Exercise prompt:
Give the number of lines in the data that contain the word "background"; no other text is needed.

Extracted records:
::::

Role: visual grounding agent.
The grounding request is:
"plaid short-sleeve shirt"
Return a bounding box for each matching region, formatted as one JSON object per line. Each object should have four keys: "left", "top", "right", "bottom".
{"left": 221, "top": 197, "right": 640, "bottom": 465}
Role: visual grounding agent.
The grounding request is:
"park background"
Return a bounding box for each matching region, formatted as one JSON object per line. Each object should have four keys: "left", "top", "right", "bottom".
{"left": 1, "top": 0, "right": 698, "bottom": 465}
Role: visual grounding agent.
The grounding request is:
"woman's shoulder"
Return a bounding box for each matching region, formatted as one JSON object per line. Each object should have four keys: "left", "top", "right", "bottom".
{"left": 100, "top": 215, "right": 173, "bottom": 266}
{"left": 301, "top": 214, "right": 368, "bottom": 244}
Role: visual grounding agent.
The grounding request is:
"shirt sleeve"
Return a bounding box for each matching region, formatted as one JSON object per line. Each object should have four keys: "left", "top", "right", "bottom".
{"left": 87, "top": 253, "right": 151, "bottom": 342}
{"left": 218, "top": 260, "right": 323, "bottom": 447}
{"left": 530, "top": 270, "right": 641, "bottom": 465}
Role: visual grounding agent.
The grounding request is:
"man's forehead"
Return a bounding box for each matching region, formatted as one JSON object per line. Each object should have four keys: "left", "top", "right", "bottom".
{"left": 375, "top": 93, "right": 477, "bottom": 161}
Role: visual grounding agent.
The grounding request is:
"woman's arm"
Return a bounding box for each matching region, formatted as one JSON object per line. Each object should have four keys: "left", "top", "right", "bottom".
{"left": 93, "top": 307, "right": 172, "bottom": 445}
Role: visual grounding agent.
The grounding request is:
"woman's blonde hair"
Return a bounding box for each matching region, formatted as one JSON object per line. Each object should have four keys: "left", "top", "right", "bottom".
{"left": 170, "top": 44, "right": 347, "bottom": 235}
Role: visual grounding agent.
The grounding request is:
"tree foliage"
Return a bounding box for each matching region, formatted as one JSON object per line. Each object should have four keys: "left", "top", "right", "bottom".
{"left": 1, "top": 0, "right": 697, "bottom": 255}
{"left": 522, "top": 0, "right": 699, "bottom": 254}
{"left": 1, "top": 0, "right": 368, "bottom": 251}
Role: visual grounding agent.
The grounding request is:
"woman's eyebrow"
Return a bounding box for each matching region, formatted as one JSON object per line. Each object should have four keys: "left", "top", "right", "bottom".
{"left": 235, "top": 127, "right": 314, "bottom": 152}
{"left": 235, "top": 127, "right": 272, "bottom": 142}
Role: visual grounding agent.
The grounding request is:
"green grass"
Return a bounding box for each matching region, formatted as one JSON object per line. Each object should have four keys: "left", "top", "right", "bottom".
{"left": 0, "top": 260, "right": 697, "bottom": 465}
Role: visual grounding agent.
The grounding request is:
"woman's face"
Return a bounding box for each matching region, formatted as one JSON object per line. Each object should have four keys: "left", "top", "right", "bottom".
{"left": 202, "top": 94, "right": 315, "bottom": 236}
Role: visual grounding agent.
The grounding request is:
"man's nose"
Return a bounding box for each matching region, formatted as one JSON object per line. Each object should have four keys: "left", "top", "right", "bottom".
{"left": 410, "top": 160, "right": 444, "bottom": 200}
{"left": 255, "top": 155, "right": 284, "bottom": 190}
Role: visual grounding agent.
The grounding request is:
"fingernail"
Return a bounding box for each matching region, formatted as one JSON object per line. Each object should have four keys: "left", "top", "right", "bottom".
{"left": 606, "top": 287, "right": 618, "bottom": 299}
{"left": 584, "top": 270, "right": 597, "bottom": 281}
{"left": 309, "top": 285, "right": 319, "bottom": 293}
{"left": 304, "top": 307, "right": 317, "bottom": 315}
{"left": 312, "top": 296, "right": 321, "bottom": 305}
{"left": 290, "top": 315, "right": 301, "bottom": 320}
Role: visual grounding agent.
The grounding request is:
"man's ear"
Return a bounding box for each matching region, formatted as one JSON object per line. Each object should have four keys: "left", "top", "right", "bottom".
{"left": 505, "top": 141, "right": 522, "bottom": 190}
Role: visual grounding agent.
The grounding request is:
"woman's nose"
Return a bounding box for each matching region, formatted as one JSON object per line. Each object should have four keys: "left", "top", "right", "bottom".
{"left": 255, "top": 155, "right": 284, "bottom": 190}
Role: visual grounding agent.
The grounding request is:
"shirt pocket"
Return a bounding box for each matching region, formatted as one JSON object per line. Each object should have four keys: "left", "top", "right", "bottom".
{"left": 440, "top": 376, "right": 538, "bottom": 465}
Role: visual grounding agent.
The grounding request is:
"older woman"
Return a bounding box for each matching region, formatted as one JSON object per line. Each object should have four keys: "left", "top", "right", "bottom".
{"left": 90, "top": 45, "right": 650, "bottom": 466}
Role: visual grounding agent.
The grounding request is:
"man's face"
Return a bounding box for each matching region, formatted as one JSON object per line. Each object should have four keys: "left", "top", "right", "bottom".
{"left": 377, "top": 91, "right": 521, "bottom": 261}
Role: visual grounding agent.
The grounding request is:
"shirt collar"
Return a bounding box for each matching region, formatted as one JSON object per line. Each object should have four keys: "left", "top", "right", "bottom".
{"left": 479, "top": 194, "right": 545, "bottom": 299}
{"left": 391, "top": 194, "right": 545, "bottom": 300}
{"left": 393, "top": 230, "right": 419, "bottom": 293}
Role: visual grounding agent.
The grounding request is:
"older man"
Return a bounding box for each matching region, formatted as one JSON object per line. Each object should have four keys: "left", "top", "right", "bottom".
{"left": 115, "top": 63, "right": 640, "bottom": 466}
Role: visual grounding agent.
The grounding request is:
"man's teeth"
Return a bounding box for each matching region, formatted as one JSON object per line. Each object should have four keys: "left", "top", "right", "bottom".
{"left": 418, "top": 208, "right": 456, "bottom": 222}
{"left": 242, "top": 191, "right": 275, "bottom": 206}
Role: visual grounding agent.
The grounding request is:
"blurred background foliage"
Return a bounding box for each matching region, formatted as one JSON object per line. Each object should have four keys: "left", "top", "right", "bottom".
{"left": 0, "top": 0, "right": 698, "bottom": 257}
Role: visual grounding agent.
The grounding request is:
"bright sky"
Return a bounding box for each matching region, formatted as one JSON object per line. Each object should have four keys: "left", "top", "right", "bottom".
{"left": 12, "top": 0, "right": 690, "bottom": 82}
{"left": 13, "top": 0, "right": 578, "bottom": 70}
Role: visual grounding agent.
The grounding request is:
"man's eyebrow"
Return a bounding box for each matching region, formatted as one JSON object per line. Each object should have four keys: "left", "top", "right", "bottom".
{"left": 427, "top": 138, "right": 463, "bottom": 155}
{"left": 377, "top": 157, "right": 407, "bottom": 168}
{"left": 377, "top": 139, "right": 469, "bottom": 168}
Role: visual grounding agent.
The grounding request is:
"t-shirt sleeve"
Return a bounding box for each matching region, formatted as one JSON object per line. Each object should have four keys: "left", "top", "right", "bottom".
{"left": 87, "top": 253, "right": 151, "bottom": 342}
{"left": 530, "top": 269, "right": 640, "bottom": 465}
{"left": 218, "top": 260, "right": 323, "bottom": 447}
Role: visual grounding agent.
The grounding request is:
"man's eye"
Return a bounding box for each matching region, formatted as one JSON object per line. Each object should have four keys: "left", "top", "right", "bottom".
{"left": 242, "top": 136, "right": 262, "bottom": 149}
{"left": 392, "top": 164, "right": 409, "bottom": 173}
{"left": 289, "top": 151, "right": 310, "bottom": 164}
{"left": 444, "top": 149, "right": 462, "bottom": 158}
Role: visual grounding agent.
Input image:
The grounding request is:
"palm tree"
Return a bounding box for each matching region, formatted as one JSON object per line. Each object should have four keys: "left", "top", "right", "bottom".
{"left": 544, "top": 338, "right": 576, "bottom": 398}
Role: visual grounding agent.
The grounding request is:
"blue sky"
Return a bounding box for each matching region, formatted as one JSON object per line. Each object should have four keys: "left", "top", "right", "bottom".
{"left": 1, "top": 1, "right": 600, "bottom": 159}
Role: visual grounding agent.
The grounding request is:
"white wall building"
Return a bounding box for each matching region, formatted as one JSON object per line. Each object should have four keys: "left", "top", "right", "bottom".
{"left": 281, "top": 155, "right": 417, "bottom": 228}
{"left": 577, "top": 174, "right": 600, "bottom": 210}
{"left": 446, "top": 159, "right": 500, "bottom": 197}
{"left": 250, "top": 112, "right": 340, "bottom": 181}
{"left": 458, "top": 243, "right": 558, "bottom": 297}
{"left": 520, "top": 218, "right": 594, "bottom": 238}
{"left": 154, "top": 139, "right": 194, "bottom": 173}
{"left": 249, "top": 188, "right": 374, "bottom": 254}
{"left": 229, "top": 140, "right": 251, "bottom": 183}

::::

Result:
2